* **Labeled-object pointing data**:
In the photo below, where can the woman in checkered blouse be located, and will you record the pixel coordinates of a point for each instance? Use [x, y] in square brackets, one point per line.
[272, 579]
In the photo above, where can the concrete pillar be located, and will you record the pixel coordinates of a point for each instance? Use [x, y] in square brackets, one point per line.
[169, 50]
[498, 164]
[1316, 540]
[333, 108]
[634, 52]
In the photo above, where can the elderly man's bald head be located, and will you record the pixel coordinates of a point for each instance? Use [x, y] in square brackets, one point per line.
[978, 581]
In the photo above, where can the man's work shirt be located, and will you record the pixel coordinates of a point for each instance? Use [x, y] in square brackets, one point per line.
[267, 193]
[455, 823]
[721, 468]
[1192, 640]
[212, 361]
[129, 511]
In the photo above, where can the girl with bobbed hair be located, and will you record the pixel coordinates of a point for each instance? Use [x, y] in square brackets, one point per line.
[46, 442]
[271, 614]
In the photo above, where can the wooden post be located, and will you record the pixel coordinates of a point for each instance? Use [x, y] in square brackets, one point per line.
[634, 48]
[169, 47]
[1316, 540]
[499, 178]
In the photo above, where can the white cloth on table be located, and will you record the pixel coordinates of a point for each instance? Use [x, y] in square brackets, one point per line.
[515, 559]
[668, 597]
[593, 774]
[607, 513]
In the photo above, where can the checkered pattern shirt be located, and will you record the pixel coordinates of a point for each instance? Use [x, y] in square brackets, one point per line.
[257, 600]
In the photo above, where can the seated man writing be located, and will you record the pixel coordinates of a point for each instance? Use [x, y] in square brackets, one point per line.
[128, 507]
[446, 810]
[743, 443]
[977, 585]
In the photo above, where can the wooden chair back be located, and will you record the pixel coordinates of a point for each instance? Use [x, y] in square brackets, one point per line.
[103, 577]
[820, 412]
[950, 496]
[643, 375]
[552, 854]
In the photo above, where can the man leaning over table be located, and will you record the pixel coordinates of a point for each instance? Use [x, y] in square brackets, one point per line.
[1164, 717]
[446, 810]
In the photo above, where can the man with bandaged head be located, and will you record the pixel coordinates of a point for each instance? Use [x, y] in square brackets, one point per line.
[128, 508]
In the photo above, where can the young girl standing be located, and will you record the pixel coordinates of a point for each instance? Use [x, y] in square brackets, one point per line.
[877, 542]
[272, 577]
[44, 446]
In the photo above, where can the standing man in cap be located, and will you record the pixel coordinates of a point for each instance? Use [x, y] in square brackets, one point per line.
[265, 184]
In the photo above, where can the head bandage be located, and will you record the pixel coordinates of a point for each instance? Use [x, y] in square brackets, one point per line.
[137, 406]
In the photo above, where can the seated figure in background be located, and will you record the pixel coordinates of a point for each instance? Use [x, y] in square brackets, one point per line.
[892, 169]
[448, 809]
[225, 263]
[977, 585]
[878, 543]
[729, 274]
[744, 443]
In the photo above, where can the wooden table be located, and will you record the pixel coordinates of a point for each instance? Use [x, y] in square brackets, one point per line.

* **OBJECTIVE**:
Reproduce these lines exactly, covering all of the data above.

* **FULL OUTPUT**:
In the photo below, where can the woman in checkered blouse be located, and will you record the pixel coordinates of a point for each instance? Use [x, y] in square brackets, one point per line.
[272, 579]
In the photo above, where can the concrete pillar be located, and will you record the pixel coordinates of a point for each instance? Use [x, y] in square brackets, one point per line.
[169, 50]
[498, 164]
[1316, 540]
[333, 108]
[634, 52]
In the photo above, where can the elderly man's bald head be located, and will you record the pixel coordinates of a point for each instance? Use [x, y] in square brackets, one point per line.
[978, 581]
In the photo above, where can the man's work shirt be located, and will you record the pixel coordinates of a point for each instance? Use [x, y] in square brackets, one point per line.
[267, 193]
[455, 823]
[721, 468]
[1192, 640]
[212, 361]
[129, 511]
In the photo above, where can the girl with bobbed hair be located, and will you record the pixel coordinates of a point for each instance? Use [x, y] in square brackets, one point per line.
[46, 442]
[271, 614]
In the photo above, where can the wooden post be located, and will you record the pixel coordinates of a point for each instance? Use [x, y] in square brackets, one point per line.
[634, 48]
[169, 47]
[1316, 540]
[499, 178]
In the photo above, where can the white cloth on table be located, and will you record the pixel coordinates of a point for each instance? Use [x, y] in square brackets, one point per line.
[515, 559]
[668, 597]
[593, 774]
[607, 513]
In the photo above, where can the checkered pattern shirt be located, and will you record the pixel coordinates of a point for each instance? Use [x, y] in square brackets, one point per line.
[257, 600]
In the photo above, where can the seated man writing be located, and will you record the pixel coordinates of a point for each instance? Use [x, y] in square brackets, one point per line.
[128, 507]
[446, 810]
[743, 443]
[977, 585]
In the photo above, where can the wooden chair back be located, and will you record the pixel coordinates of a point for each instance? Use [x, y] in square brackets, one point per line.
[103, 577]
[820, 412]
[950, 496]
[643, 375]
[552, 854]
In the photo above, where can the man leaning over table be located, and will you record the pixel coordinates of a point for each instance? Use [x, y] in square brackets, one point per line.
[1164, 717]
[446, 810]
In the photo above, where can the man with bandaged head be located, and will you record the pixel coordinates of a point for each instance? Use [x, y] in square brackets, one point per line.
[128, 508]
In the photo above, where can the young girl standing be located, and will you record the pixel coordinates of a point for each instance? Use [x, y] in square brackets, one point per line.
[877, 542]
[272, 577]
[44, 446]
In the photo above, where can the standing man in cap be located, and will you record the pixel coordinates of a point for each instance? Use [x, y] in square brackets, one point per line.
[265, 184]
In the photo above, where can the head bandage be located, and will you record the pixel coordinates of a point for each instance? Use [x, y] in square brackets, one point per line.
[137, 406]
In the photo above, where can the seated figure in background be located, and will you record the pixel coordinates of a point for each instance? Use [x, y] in square brackets, one point per line.
[892, 169]
[448, 809]
[225, 263]
[977, 585]
[878, 543]
[729, 274]
[744, 443]
In the photo above, where can the wooden table be located, and will you record the pixel coordinates of a point for each instance? Use [x, y] in square brackets, one point per line.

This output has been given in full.